→ **Supplied text**
────────────────────────────────────────
If you live on the West Coast and know anything about fish....these are at best farmed steelhead.
It’s wild salmon or no salmon at all.
I for one, can’t stand Salmon, unless it’s Sushi.
I love the use of the fish water to grow plants. But farming salmon takes all the health right out of them. They don’t have the omega 3s the wild ones have.
Is this getting to the franken~salmon now ? I hear it is now legal ((
Just in time for the next ice age to kick in,
unless they’re feeding these salmon fish meal from wild-caught fish, algae, or plankton, then these farm-raised fish will contain zero omega-3 fish oil, and you might as well just eat chicken, pork, or beef.
I hope they feed the plants supplemental nutrition over and beyond just fish waste.
A relative grew catfish and recycled the water though a hydroponic garden. The tomatoes tasted horrible.
With all the radiation contammination from Fukashima this will be about the only way to ensure your fish is safe. Fukashima is getting ready to dump another 700,000 gallons of radioactive water into the ocean, rather than store it.
I think the ‘first of its kind’ hype applies to the hydroponic fish & feed waste disposal - a recycle system.
Other than that its the same food dyed, chemical, and drugged inferior fish. Also inedible unless caught in the wild.
These fish are predators - they eat the juveniles of other fish in the wild. This is all well and good as long as they are in their native Atlantic environment, but transport them to the West Coast or to the Great Lakes is asking for disaster.
Currently, there was a storm that broke an Atlantic salmon pen lose under suspicious circumstances in Washington State, releasing 350,000 Atlantics into the wild. Washington State now faces a crisis as these fish will destroy runs native salmon: Coho, Chinook, Pink, Chum, and Sockeye. They will bred, making the natives extinct.
Some history: The Salmon in the Great Lakes are Washington State fish originally taken from the Skagit river runs when Washington State illegal sold eyed-eggs (fertile) to the surrounding states. Commercial salmon fishermen in WA were subsequently blamed for the short fall and forbidden to fish when these stocks might be present in the state designated fishing areas of Puget Sound; the result was that other runs for different rivers were under harvested and the spawning grounds overcrowded, leading to a short fall in those runs as well.
Now due to the greed of the fish farming industry, they have brought their mess the the Great Lakes. Love the hype ‘hydroponics’ O so sustainable ...
When one of these pens suffers a failure ( and they will) brought on by storm, poor maintenance, or deliberate destruction (as is likely the case in WA for the insurance), those Great Lakes Salmon, nee Skagit River, will begin to disappear until the Lakes see the battle between Atlantic Salmon and Asian Carp for supremacy.
What am I missing here? 40,000 square feet of Salmon ponds is 0.9184 acres. That’s supposed to carry 120,000 lbs. of Salmon? That’s 3 lbs. of salmon (I don’t know how large each fish is) per square foot of water. By comparison, in a catfish pond with aeration and artificial feeding, one MIGHT be able to go to 2000 x 2 lb. fish (4000 lbs.) per acre.
“Nutrient-rich” water for the plants, indeed.
────────────────────────────────────────
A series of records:
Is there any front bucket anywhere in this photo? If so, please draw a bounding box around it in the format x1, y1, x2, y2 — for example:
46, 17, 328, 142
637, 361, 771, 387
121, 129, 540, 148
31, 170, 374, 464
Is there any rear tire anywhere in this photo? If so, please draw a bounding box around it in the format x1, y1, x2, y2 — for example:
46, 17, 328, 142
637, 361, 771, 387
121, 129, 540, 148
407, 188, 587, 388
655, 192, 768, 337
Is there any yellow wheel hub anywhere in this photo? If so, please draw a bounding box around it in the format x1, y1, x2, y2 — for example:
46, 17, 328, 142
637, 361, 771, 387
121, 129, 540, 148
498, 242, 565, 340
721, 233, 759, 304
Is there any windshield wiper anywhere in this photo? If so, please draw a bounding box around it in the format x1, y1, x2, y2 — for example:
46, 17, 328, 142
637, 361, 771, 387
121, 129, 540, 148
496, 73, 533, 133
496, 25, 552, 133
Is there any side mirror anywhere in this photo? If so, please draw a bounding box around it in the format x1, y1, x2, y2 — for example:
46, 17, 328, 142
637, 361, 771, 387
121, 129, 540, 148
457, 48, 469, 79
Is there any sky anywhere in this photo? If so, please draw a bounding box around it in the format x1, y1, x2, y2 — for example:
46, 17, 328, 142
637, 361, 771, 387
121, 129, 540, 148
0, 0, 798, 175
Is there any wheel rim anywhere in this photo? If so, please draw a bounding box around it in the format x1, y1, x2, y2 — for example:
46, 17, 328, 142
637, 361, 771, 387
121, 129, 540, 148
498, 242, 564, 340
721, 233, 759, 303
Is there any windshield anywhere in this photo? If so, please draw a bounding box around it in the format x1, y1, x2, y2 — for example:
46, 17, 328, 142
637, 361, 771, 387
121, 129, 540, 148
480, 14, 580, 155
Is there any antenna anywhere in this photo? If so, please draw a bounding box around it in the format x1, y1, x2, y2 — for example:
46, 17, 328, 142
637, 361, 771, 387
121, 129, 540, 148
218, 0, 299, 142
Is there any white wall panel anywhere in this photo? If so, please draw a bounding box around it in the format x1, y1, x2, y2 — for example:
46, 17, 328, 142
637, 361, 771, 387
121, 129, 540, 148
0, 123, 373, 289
────────────────────────────────────────
→ **What is being asked**
Reproduce the passage of the salmon-farming comments that begins at the words "A relative grew" and ends after "caught in the wild.", swapping "tomatoes" for "cucumbers". This listing was drawn from a source unrelated to the salmon-farming comments.

→ **Task result**
A relative grew catfish and recycled the water though a hydroponic garden. The cucumbers tasted horrible.
With all the radiation contammination from Fukashima this will be about the only way to ensure your fish is safe. Fukashima is getting ready to dump another 700,000 gallons of radioactive water into the ocean, rather than store it.
I think the ‘first of its kind’ hype applies to the hydroponic fish & feed waste disposal - a recycle system.
Other than that its the same food dyed, chemical, and drugged inferior fish. Also inedible unless caught in the wild.